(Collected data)
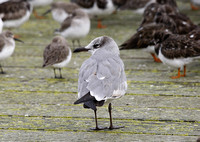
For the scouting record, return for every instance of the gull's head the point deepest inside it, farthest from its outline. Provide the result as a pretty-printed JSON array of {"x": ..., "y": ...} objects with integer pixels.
[{"x": 103, "y": 43}]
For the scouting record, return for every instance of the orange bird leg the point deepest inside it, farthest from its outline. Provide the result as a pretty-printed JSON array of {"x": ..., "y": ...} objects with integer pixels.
[
  {"x": 184, "y": 74},
  {"x": 100, "y": 26},
  {"x": 36, "y": 15},
  {"x": 194, "y": 7},
  {"x": 155, "y": 58},
  {"x": 179, "y": 74}
]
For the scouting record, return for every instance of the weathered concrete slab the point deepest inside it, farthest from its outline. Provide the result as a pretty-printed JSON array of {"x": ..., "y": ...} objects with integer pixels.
[{"x": 36, "y": 107}]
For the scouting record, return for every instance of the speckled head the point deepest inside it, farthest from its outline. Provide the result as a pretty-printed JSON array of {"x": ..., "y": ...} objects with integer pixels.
[{"x": 103, "y": 43}]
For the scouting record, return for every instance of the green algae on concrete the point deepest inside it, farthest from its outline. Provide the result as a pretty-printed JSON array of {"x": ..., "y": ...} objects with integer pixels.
[{"x": 36, "y": 107}]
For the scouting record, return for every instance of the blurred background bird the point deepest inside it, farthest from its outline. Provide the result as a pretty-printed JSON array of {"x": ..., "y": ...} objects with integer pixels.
[
  {"x": 7, "y": 46},
  {"x": 57, "y": 54},
  {"x": 75, "y": 26},
  {"x": 62, "y": 10},
  {"x": 15, "y": 12},
  {"x": 39, "y": 3}
]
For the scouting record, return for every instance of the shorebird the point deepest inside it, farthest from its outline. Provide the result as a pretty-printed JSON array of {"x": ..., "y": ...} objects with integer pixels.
[
  {"x": 39, "y": 3},
  {"x": 99, "y": 8},
  {"x": 144, "y": 39},
  {"x": 61, "y": 10},
  {"x": 137, "y": 5},
  {"x": 75, "y": 26},
  {"x": 7, "y": 46},
  {"x": 167, "y": 15},
  {"x": 195, "y": 4},
  {"x": 101, "y": 77},
  {"x": 15, "y": 12},
  {"x": 57, "y": 54},
  {"x": 1, "y": 23},
  {"x": 176, "y": 50},
  {"x": 151, "y": 11}
]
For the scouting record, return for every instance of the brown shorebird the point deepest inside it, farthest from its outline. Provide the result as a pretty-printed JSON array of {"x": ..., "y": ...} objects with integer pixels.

What you need to do
Copy out every line of the listing above word for word, omitting the pictures.

Solution for this exercise
For the scouting record, return for every instance of the gull's head the point deepest inside it, farthest from its outline. Provide the result as a pretty-printed JSON array of {"x": ..., "y": ...} objects with integer pixels.
[{"x": 103, "y": 43}]
For the scouting record, return for every instance of the orange bird leg the point deepest inside it, farthest from its outline. Provide the result as a pretty-printed JSON array of {"x": ..., "y": ...} objects with integer pixels.
[
  {"x": 184, "y": 74},
  {"x": 100, "y": 26},
  {"x": 36, "y": 15},
  {"x": 194, "y": 7},
  {"x": 155, "y": 58},
  {"x": 179, "y": 74}
]
For the scouting record, return for every instance of the weathered concrete slab the point deepest inside it, farthest from its outline. Provide the result as a pretty-printed JSON array of {"x": ..., "y": ...} objects with integer pixels.
[{"x": 36, "y": 107}]
For the scouting record, return for every instance of the speckled head the point deepest inside it, farthest from its outline. Provide the result as a pretty-printed JSON array of {"x": ..., "y": ...} objects with integer pixels.
[{"x": 103, "y": 43}]
For the scouting record, return for every instance of the green algae on concrete the point deepest inside it, farthest from its outline. Provide the result as a pretty-printed JSON array of {"x": ..., "y": ...} objects with integer pixels.
[{"x": 36, "y": 107}]
For the scouting record, return for every instance of the blurred background bird the point deepest inside it, farthest from its outline. Provide the result as a pretty-printed JSON array of {"x": ..., "y": ...} objects with integer pixels.
[
  {"x": 7, "y": 46},
  {"x": 57, "y": 54},
  {"x": 75, "y": 26},
  {"x": 62, "y": 10},
  {"x": 15, "y": 12},
  {"x": 39, "y": 3}
]
For the scouting record, return for every instance of the shorebird the point deepest inside it, farthest from its outline. Provide the result as a pretty-printed JSON array of {"x": ..., "y": ...} objects with integer pixels.
[
  {"x": 39, "y": 3},
  {"x": 99, "y": 8},
  {"x": 144, "y": 39},
  {"x": 61, "y": 10},
  {"x": 137, "y": 5},
  {"x": 75, "y": 26},
  {"x": 7, "y": 46},
  {"x": 167, "y": 15},
  {"x": 195, "y": 4},
  {"x": 101, "y": 77},
  {"x": 15, "y": 12},
  {"x": 57, "y": 54},
  {"x": 1, "y": 23},
  {"x": 176, "y": 50},
  {"x": 151, "y": 11}
]
For the scouting record, return for every instance of the brown shorebird the point deepest inside it, farthest from its outline. Provide the result as a pretty-printed JSON array of {"x": ..., "y": ...} objects with integer pixels.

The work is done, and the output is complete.